:: TASK DETAILS ::
Print the data exactly as written, but leave out each picture.
---------- RECORDS TO PROCESS ----------
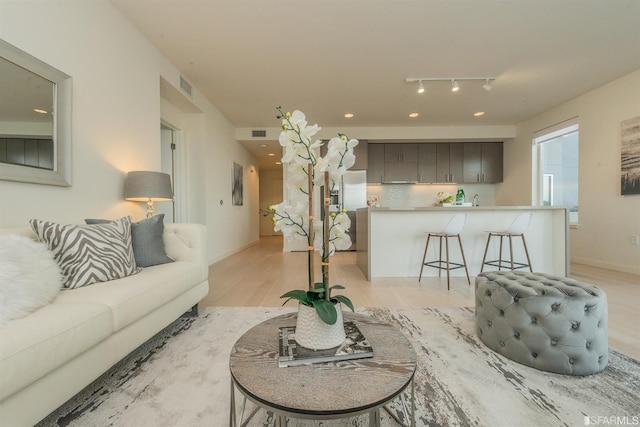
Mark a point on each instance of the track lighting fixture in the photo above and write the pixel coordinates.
(454, 82)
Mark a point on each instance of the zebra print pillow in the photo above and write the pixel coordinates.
(89, 254)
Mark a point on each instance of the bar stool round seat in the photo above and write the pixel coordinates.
(516, 229)
(452, 230)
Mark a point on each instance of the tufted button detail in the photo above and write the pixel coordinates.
(542, 294)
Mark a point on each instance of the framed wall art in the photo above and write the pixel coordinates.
(236, 185)
(630, 157)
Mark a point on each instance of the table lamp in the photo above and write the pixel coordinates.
(148, 186)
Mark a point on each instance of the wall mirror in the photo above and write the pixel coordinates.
(35, 120)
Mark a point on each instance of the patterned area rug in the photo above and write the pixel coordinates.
(181, 378)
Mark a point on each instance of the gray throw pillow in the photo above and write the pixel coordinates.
(146, 236)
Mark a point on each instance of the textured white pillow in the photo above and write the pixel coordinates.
(29, 276)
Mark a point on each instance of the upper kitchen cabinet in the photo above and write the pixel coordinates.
(449, 162)
(427, 163)
(375, 164)
(360, 151)
(400, 153)
(362, 156)
(482, 162)
(400, 163)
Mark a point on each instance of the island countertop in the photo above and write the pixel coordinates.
(463, 208)
(391, 240)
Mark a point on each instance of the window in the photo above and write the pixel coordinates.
(556, 171)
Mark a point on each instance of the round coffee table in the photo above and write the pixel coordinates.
(322, 391)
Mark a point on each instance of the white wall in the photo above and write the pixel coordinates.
(116, 125)
(607, 219)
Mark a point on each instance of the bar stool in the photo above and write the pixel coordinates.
(517, 229)
(453, 229)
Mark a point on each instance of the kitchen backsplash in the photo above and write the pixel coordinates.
(415, 195)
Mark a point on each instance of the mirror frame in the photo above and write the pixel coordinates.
(61, 174)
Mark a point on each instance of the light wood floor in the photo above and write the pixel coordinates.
(259, 274)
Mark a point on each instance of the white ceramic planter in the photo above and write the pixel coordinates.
(313, 333)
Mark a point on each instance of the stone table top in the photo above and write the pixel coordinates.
(333, 388)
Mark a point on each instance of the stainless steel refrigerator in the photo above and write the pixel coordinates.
(353, 195)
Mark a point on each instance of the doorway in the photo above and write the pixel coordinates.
(270, 194)
(170, 164)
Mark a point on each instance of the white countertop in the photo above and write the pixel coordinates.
(462, 208)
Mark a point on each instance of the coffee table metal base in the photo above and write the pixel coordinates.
(281, 417)
(324, 391)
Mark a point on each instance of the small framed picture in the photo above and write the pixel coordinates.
(236, 185)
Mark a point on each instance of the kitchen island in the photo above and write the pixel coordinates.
(390, 241)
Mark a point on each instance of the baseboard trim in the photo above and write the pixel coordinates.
(606, 265)
(233, 252)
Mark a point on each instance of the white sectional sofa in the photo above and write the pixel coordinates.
(53, 353)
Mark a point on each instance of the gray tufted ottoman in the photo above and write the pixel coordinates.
(550, 323)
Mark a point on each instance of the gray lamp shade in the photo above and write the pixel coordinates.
(142, 186)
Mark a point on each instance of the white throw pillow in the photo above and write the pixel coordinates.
(29, 276)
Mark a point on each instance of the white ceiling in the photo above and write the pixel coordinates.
(330, 57)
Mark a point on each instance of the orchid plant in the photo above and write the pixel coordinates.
(294, 216)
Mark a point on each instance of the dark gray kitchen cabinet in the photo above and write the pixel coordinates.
(482, 162)
(449, 162)
(400, 162)
(375, 164)
(428, 163)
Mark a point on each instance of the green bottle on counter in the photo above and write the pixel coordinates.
(460, 196)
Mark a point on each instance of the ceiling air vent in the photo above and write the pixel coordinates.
(185, 85)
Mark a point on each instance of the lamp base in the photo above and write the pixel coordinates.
(150, 208)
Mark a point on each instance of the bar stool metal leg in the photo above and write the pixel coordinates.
(464, 260)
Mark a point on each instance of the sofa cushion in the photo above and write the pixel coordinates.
(133, 297)
(90, 253)
(29, 276)
(146, 237)
(35, 345)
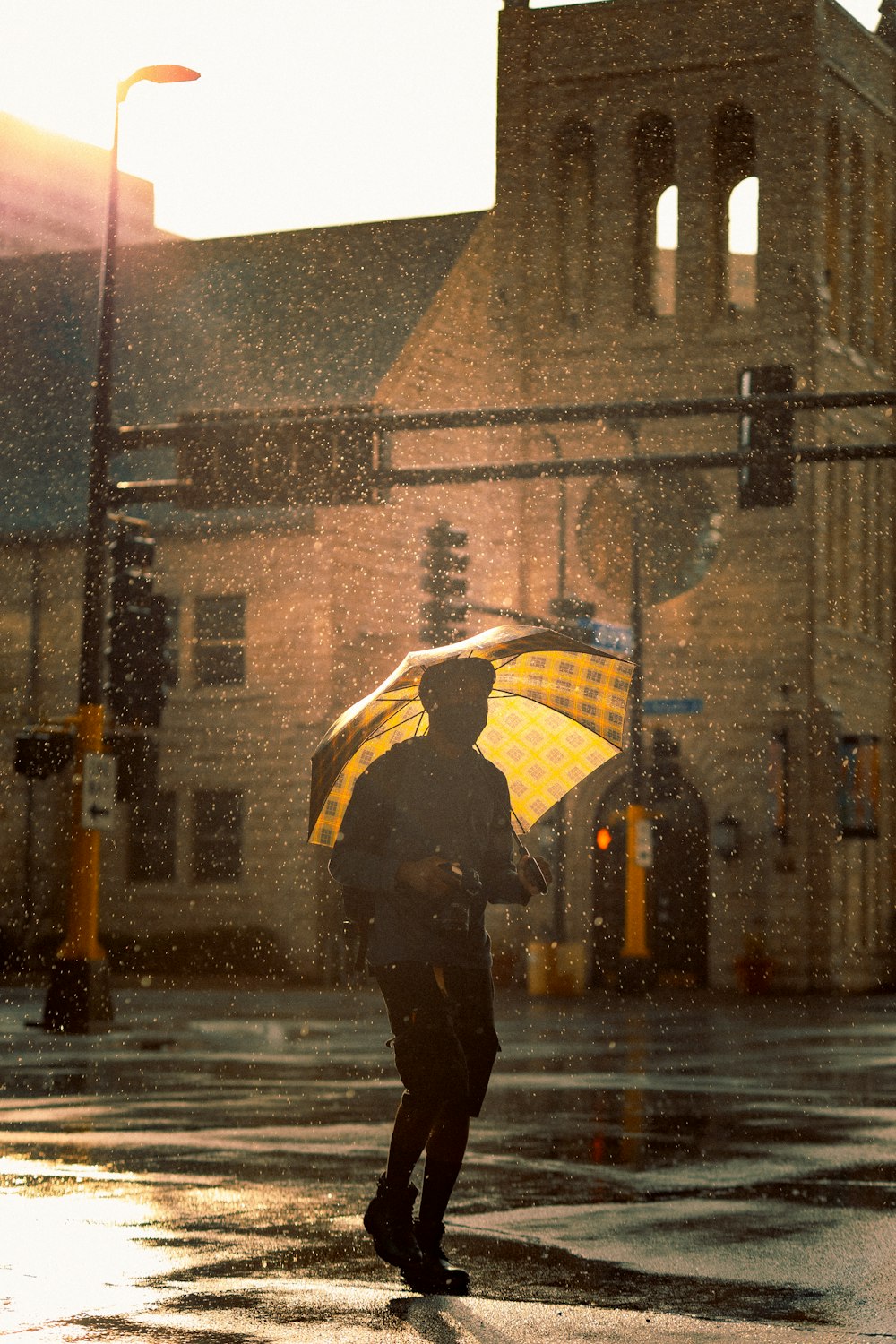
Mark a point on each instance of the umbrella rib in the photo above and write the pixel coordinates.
(513, 814)
(390, 723)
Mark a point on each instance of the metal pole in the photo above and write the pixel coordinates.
(559, 916)
(634, 953)
(78, 997)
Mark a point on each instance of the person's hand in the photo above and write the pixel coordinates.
(535, 874)
(430, 876)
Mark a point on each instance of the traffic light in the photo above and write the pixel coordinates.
(770, 483)
(444, 564)
(139, 666)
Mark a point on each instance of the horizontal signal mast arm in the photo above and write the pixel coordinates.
(495, 417)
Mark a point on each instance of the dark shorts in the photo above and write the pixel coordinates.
(445, 1039)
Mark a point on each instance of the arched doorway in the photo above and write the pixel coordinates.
(677, 883)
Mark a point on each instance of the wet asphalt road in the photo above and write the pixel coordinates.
(675, 1168)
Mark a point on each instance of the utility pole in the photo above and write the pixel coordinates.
(78, 997)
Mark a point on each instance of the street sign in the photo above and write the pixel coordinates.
(643, 843)
(99, 792)
(654, 709)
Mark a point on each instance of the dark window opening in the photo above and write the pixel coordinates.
(220, 652)
(152, 838)
(575, 156)
(858, 792)
(218, 835)
(833, 231)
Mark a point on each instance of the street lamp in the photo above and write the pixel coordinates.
(78, 996)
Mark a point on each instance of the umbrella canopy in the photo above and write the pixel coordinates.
(556, 712)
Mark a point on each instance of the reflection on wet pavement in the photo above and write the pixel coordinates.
(202, 1174)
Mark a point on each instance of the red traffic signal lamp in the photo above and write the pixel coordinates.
(444, 617)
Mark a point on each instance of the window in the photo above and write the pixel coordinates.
(743, 242)
(737, 210)
(857, 250)
(880, 255)
(780, 782)
(833, 231)
(172, 640)
(656, 233)
(220, 653)
(152, 838)
(858, 792)
(575, 202)
(218, 835)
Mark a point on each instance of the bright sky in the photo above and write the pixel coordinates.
(308, 112)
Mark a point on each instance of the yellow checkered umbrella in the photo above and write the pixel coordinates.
(556, 712)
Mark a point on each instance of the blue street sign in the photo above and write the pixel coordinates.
(659, 707)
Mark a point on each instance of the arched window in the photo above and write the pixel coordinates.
(656, 223)
(834, 230)
(737, 210)
(575, 160)
(857, 250)
(880, 260)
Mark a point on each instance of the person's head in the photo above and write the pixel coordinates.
(455, 696)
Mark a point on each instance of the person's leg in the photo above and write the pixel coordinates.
(444, 1160)
(473, 1004)
(432, 1066)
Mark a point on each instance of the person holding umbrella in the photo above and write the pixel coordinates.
(425, 846)
(422, 830)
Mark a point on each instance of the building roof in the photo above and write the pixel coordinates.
(266, 322)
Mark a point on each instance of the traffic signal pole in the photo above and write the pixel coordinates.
(78, 997)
----------
:: WRITTEN SOLUTION ::
Mark a point on each instance of the track lighting fixture in the photo above and write the pixel coordinates.
(454, 82)
Mark a point on each instance of the zebra print pillow in the photo above and write the pixel coordinates.
(89, 254)
Mark a point on each instance of the bar stool round seat in the photo above and write the pixel coordinates.
(516, 229)
(452, 230)
Mark a point on each instance of the tufted button detail in the photo above and write the pixel coordinates.
(542, 294)
Mark a point on each instance of the framed wall art in the photo above and write the pixel coordinates.
(236, 185)
(630, 157)
Mark a point on each instance of the table lamp in the photo above and write the pixel coordinates.
(148, 186)
Mark a point on each instance of the wall mirror in the photo above and write the pixel coordinates.
(35, 120)
Mark a point on each instance of the patterned area rug in the photo above and write the pixel coordinates.
(181, 378)
Mark a point on each instance of the gray throw pillow in the photo above and write the pixel coordinates.
(146, 236)
Mark a point on each instance of the textured white pillow in the photo above and write the pixel coordinates.
(29, 276)
Mark a point on each instance of the upper kitchen cabinet in the photo above and write the pixel coordinates.
(449, 162)
(427, 163)
(375, 164)
(360, 151)
(400, 153)
(362, 156)
(482, 162)
(400, 163)
Mark a point on each instance of the island countertop in the photo above and write the pixel coordinates.
(463, 208)
(391, 240)
Mark a point on each instance of the window in the photo above and write the pixel coordinates.
(556, 171)
Mark a point on each instance of the round coffee table in the photo above and write the pixel coordinates.
(322, 391)
Mark a point on each instance of the white wall in the photo above and write the pixel coordinates.
(116, 125)
(607, 219)
Mark a point on each instance of the bar stool in the photo above and write the pixel coordinates.
(517, 229)
(453, 229)
Mark a point on each instance of the kitchen backsplash in the photo above and write the pixel coordinates.
(415, 195)
Mark a point on each instance of the mirror frame in the photo above and write the pixel coordinates.
(61, 174)
Mark a point on each instance of the light wood floor in the photo above and write the pixel coordinates.
(259, 274)
Mark a point on each instance of the white ceramic planter in the photo above and write the pixel coordinates.
(313, 333)
Mark a point on each instance of the stone table top in the photo above and write the pixel coordinates.
(333, 388)
Mark a point on each instance of the stainless steel refrigerator in the photo above and write the pixel coordinates.
(353, 195)
Mark a point on each instance of the doorway in the photo above and write the pixel coordinates.
(270, 194)
(170, 164)
Mark a point on each instance of the white countertop in the photo above and write the pixel coordinates.
(462, 208)
Mark a point on each instance of the coffee table metal base in the photo above and write the pixel coordinates.
(281, 417)
(324, 391)
Mark a point on each instance of the small framed picture in the photo above and write the pixel coordinates.
(236, 185)
Mark a point on each instance of the kitchen island in the photo above and write the pixel coordinates.
(390, 241)
Mark a point on each instance of the baseboard trim in the photo above and write the pixel coordinates.
(606, 265)
(233, 252)
Mark a point on each instance of the white sectional sofa in the photo above and write the pixel coordinates.
(53, 353)
Mark a point on each instance of the gray tufted ottoman in the photo above and write the pixel coordinates.
(550, 323)
Mark a point on each instance of the gray lamp shade in the photo above and write the pixel coordinates.
(142, 186)
Mark a point on each instance of the white throw pillow in the photo above and write the pixel coordinates.
(29, 276)
Mark a point on each instance of the white ceiling in the photo above and write the pixel coordinates.
(330, 57)
Mark a point on each instance of the orchid plant in the photo above and write the pixel coordinates.
(294, 216)
Mark a point on each instance of the dark gray kitchen cabinet in the photo above and write the pixel coordinates.
(482, 162)
(449, 162)
(400, 162)
(375, 164)
(428, 163)
Mark a point on each instance of the green bottle on counter in the photo above and write the pixel coordinates.
(460, 196)
Mark a point on each instance of the ceiling air vent in the photo above and write the pixel coordinates.
(185, 85)
Mark a point on each instance of the lamp base in the photo above and write the pixel coordinates.
(150, 208)
Mark a point on each instance of the bar stool metal leg in the photo above and write the pixel coordinates.
(464, 260)
Mark a point on each instance of the sofa cushion in the photo above and write the pixel coordinates.
(133, 297)
(90, 253)
(29, 276)
(146, 237)
(35, 345)
Mark a point on each instance of the umbrella rib in the photo above and write the pixel coordinates.
(513, 814)
(390, 723)
Mark a point on each instance of the metal pole in the photo above and write the pixel coordinates.
(559, 916)
(634, 953)
(78, 997)
Mark a point on each instance of the person's hand in the photo above and write the pixel coordinates.
(535, 874)
(430, 876)
Mark a point on each instance of the traffic light in the photo above and write the pixel coordinates.
(770, 483)
(444, 564)
(139, 666)
Mark a point on each instance of the horizontal signal mast arm in the photo above and write the pixel coordinates.
(495, 417)
Mark a point on each instance of the dark shorts in the photo above and write the pixel coordinates.
(445, 1039)
Mark a point on each instance of the arched doorway in the photo above and write the pixel coordinates.
(677, 883)
Mark a point on each instance of the wet asphalt road in the photo above and write the pixel coordinates.
(675, 1168)
Mark a point on each instance of the utility pole in the photo above and write the pixel coordinates.
(78, 997)
Mark a point on each instance of the street sign in the photo above and write the pixel coordinates.
(643, 843)
(99, 792)
(654, 709)
Mark a point on each instance of the dark window opening in the photo above and write the pixel coordinates.
(220, 652)
(152, 838)
(575, 156)
(858, 792)
(218, 835)
(833, 231)
Mark a point on each instance of the street lamp in the photo above and write the pixel coordinates.
(78, 996)
Mark a point on each instance of the umbrella canopy in the photo above and write the pixel coordinates.
(556, 712)
Mark a point on each instance of the reflection on wet pavement in the photo above and write the pixel coordinates.
(202, 1174)
Mark a point on each instance of the red traffic signal lamp in the photo above and write the pixel coordinates.
(444, 617)
Mark a point on each instance of the window in the photo above and write the pixel coordinates.
(743, 242)
(737, 210)
(857, 250)
(880, 255)
(780, 782)
(833, 231)
(172, 640)
(656, 233)
(220, 653)
(152, 838)
(858, 792)
(575, 202)
(218, 835)
Mark a point on each instance of the bright sky in the photo above and write the pixel coordinates.
(308, 112)
Mark a point on each instance of the yellow checkered umbrella in the photo above and write the pixel coordinates.
(556, 712)
Mark a point on each instance of the blue street sign in the photo above and write the pixel coordinates.
(659, 707)
Mark a point on each instance of the arched window in the photo above and write the pixel coordinates.
(656, 223)
(834, 230)
(737, 210)
(575, 160)
(857, 250)
(880, 260)
Mark a point on each instance of the person's head in the photo above and write the pixel coordinates.
(455, 696)
Mark a point on each instance of the person's leg in the photo above and write the pixel coordinates.
(444, 1160)
(473, 1004)
(432, 1066)
Mark a point on each instance of the person holding umbrella in the photo above and write the pixel coordinates.
(425, 846)
(422, 830)
Mark a point on each instance of the building roof in the photo above and write the pixel coordinates.
(266, 322)
Mark a point on each instance of the traffic signal pole in the photo above and write the pixel coordinates.
(78, 997)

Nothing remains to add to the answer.